> _Supplied records_
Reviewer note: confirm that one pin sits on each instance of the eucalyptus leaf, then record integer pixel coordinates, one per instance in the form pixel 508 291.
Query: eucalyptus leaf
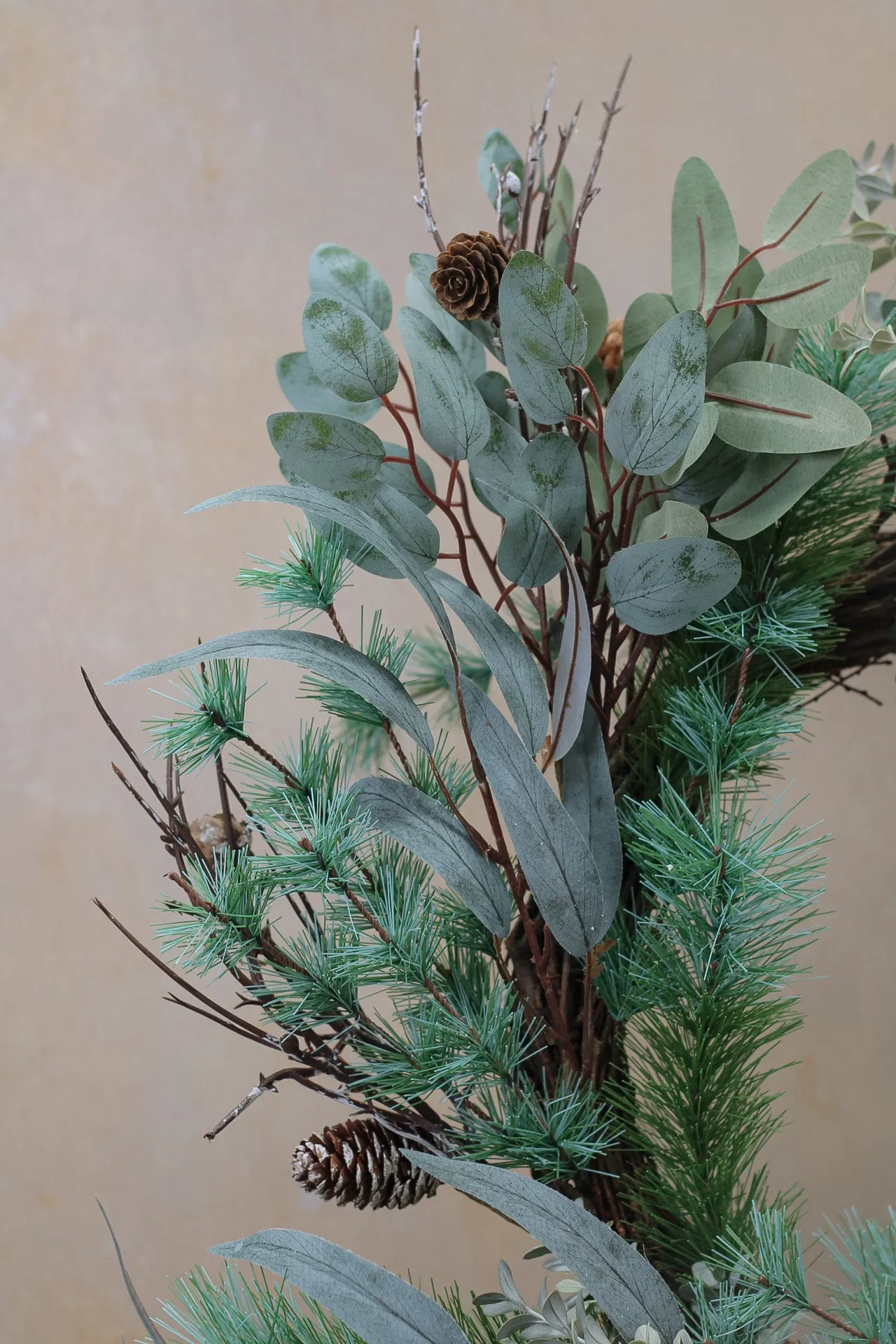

...

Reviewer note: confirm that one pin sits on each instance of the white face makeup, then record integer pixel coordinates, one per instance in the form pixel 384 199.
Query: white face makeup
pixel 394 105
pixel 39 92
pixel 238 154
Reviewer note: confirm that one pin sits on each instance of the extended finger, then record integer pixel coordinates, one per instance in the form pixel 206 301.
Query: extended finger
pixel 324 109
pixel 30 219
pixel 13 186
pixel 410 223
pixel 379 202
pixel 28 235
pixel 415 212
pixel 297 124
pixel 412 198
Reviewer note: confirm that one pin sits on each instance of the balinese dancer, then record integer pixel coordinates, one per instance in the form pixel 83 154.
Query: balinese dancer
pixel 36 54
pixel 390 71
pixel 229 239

==

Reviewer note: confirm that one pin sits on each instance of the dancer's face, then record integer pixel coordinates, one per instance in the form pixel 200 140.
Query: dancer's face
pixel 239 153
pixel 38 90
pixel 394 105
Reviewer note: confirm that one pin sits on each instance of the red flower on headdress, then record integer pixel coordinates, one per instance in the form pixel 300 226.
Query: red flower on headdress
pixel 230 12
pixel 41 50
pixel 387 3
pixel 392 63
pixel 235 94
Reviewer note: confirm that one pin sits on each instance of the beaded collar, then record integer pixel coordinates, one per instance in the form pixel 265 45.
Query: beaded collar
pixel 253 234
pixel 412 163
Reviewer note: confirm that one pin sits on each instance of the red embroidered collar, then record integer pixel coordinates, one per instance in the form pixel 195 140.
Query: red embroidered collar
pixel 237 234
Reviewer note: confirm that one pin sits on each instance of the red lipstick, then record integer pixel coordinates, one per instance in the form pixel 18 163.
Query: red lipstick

> _Exercise requirements_
With the line holding "Query: red flower on headdress" as the first and the line holding "pixel 195 140." as the last, please transcribe exactly the lines of the material above in that range and nothing else.

> _Result_
Query: red flower on headdress
pixel 230 12
pixel 41 50
pixel 387 3
pixel 392 63
pixel 235 94
Reviewer note: confirm that one pin sits on each instance of the beaded collar, then record integer pixel coordinates, one per instance in the form pixel 265 45.
Query: beaded collar
pixel 253 234
pixel 412 163
Reviewer note: confirm that one pin sits on each instance of the red embroidered collar, then record integer pixel coordinates, one per instance in the form pixel 195 140.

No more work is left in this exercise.